The records:
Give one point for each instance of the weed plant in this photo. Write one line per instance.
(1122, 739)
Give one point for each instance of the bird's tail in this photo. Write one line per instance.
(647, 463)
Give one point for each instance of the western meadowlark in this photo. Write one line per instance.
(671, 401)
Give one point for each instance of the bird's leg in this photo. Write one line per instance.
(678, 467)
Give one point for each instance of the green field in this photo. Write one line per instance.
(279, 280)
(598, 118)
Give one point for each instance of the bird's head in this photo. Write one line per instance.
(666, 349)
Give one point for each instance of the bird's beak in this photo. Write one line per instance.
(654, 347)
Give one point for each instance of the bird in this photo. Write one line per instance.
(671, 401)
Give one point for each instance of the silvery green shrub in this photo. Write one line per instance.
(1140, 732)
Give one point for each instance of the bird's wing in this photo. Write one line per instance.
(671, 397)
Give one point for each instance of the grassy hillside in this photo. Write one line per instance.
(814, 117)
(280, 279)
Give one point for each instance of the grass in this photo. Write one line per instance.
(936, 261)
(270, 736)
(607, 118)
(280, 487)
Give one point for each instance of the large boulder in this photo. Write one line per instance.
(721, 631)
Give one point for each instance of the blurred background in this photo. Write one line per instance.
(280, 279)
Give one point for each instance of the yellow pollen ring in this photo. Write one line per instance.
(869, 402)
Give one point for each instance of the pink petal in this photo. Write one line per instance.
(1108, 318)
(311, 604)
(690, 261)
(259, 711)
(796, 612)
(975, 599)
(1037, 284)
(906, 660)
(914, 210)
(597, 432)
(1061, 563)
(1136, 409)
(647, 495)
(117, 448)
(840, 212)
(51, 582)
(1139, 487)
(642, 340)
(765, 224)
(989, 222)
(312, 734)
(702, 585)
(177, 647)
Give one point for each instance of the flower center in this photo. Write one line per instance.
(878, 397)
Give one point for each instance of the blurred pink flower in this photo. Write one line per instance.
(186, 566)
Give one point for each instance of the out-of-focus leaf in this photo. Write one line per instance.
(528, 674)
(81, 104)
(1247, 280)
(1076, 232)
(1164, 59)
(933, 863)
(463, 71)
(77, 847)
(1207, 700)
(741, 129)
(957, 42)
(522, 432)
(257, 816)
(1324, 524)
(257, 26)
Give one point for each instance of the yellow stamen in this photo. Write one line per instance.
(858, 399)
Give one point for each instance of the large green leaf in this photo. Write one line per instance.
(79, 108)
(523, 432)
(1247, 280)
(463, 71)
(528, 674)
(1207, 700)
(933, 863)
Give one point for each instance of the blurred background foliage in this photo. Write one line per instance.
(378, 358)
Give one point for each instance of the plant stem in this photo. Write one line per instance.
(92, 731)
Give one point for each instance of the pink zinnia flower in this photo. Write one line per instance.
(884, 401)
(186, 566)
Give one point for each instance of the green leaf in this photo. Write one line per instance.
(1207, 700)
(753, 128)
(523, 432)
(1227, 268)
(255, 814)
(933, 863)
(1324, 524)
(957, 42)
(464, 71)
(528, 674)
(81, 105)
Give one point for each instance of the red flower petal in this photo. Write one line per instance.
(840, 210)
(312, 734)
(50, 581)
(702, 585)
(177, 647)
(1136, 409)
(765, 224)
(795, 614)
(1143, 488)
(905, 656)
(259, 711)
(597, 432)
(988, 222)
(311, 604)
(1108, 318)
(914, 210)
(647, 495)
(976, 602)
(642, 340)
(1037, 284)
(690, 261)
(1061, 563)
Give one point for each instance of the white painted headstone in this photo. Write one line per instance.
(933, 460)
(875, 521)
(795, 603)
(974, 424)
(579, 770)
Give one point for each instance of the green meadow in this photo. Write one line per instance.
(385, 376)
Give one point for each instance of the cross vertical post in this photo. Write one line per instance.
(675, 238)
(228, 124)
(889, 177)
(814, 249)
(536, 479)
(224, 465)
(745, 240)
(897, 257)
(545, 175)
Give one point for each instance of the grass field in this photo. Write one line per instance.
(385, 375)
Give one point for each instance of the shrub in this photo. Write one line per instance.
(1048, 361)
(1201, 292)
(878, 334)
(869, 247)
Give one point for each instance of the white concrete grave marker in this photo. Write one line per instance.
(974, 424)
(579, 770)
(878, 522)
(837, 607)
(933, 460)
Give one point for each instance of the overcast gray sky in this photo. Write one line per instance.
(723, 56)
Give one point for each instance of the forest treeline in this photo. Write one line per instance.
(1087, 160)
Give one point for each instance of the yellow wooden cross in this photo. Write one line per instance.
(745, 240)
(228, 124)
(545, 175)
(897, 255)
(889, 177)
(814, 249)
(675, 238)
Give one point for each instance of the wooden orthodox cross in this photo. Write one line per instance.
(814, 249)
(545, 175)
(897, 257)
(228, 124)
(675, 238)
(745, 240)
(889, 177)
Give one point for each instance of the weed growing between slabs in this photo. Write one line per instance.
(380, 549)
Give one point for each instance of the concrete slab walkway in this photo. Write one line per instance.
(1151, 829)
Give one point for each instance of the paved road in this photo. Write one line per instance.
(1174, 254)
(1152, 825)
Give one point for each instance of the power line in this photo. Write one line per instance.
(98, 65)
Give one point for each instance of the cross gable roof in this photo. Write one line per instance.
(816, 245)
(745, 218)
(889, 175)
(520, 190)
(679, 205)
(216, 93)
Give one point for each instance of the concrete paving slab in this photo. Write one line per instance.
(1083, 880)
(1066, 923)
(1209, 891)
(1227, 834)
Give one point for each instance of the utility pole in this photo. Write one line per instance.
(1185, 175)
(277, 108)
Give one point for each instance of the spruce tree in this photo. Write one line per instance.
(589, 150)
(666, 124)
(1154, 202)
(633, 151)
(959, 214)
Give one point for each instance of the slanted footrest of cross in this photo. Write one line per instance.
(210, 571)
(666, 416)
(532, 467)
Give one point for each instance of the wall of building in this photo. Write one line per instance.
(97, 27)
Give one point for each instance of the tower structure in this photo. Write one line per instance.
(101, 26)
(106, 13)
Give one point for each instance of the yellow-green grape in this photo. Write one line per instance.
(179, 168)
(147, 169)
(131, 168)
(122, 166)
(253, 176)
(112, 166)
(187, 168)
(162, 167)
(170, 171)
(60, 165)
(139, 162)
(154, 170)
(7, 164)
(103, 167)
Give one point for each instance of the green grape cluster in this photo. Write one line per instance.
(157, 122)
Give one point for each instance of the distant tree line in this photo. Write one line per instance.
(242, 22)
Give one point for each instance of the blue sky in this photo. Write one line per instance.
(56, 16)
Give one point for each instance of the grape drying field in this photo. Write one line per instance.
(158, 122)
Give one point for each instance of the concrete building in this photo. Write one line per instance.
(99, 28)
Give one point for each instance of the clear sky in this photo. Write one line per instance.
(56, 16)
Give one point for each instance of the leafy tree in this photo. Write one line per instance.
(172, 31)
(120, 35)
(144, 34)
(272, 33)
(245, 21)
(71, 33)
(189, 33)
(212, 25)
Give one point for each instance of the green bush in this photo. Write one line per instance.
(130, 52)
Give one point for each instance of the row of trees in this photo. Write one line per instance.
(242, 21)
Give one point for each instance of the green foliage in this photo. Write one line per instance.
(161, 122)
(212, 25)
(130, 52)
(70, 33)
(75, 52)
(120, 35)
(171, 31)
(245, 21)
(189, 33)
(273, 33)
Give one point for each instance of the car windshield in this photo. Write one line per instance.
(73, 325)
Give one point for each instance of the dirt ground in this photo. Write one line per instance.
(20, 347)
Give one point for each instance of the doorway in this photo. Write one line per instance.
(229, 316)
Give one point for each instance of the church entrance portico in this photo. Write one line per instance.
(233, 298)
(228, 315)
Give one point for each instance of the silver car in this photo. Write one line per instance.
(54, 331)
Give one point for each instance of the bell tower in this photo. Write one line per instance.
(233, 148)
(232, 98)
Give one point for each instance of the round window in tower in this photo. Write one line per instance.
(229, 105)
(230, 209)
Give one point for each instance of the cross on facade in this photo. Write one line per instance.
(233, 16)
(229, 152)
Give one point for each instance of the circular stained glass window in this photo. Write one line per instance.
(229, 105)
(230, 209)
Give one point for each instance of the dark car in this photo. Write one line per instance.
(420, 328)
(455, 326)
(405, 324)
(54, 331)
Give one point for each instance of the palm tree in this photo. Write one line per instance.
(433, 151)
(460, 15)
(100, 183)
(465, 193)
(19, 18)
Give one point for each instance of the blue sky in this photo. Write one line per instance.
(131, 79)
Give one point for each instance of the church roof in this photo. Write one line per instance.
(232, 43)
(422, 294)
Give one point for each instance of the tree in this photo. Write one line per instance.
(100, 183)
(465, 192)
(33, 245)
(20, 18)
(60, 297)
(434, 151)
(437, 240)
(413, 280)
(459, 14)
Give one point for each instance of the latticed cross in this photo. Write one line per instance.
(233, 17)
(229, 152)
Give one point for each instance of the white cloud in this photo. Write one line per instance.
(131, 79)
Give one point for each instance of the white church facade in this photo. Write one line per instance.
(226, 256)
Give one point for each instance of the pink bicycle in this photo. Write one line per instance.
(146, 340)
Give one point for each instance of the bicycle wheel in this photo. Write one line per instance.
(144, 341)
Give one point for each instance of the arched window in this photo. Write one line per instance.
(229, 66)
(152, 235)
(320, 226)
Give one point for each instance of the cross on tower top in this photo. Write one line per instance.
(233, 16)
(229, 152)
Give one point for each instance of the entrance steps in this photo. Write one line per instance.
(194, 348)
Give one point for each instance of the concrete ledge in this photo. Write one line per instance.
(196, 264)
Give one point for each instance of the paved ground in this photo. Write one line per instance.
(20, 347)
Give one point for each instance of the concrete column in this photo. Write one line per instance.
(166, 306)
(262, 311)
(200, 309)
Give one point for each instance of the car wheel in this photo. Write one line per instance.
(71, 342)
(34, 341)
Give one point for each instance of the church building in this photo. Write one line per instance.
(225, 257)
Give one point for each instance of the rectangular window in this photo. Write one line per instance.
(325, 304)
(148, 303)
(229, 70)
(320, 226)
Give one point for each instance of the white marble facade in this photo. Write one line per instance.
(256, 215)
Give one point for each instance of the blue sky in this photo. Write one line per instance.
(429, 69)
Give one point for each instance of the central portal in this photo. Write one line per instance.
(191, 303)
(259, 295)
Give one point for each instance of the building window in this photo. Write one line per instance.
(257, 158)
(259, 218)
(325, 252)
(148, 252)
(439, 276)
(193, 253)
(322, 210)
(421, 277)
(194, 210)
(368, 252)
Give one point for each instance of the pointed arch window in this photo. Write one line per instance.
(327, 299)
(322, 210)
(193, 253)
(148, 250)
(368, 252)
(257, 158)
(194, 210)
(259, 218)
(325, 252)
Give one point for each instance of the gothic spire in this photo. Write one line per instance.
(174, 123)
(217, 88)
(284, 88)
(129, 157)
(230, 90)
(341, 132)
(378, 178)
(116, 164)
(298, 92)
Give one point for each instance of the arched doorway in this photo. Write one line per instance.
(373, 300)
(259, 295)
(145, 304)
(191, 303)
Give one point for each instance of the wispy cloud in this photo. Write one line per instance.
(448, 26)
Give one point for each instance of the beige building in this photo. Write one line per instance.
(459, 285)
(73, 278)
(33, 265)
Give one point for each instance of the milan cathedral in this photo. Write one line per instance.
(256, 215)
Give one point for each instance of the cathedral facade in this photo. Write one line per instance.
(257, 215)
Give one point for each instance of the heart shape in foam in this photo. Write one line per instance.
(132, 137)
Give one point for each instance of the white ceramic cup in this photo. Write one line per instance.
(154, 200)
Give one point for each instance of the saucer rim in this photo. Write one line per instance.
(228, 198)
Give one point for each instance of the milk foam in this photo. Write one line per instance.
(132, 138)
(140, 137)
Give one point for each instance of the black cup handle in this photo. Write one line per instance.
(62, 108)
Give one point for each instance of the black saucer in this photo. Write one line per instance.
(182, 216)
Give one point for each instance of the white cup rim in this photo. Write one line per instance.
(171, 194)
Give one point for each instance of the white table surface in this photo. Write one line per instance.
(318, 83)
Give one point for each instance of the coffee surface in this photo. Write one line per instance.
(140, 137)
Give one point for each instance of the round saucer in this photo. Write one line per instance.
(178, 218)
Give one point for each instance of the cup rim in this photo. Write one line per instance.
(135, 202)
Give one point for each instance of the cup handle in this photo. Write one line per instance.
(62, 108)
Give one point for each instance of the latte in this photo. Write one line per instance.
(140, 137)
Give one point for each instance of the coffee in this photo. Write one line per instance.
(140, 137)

Exercise task: Begin at the line that contains "Give one point for each instance of the milk" and stop at the end of the data. Reproduce those lines with "saucer" swapped for "plate" and everything else unchanged.

Complete response:
Give one point for each instance of the milk foam in this photo. Write one line per instance.
(132, 138)
(140, 137)
Give one point for each instance of the black cup handle in this photo. Write one line per instance.
(62, 108)
Give one point for each instance of the black plate in this photo. Write one line per instance.
(182, 216)
Give one point for each instance of the white cup rim in this photo. Write one line per instance.
(171, 194)
Give one point for each instance of the white table surface in this photo. Write one line per instance.
(318, 83)
Give one point for each instance of the coffee surface in this photo. Write one line per instance.
(140, 137)
Give one point for each instance of the round plate in this photo. Write one line per instance.
(178, 218)
Give one point for each instance of the cup rim in this photo. Write one line per instance.
(135, 202)
Give one point for each instance of the cup handle in this photo. Write one line per instance.
(62, 108)
Give one point for each instance of the latte in this photo. Write one line per instance.
(140, 137)
Give one point for each instance of the coffee in this photo. Write one line per instance.
(140, 137)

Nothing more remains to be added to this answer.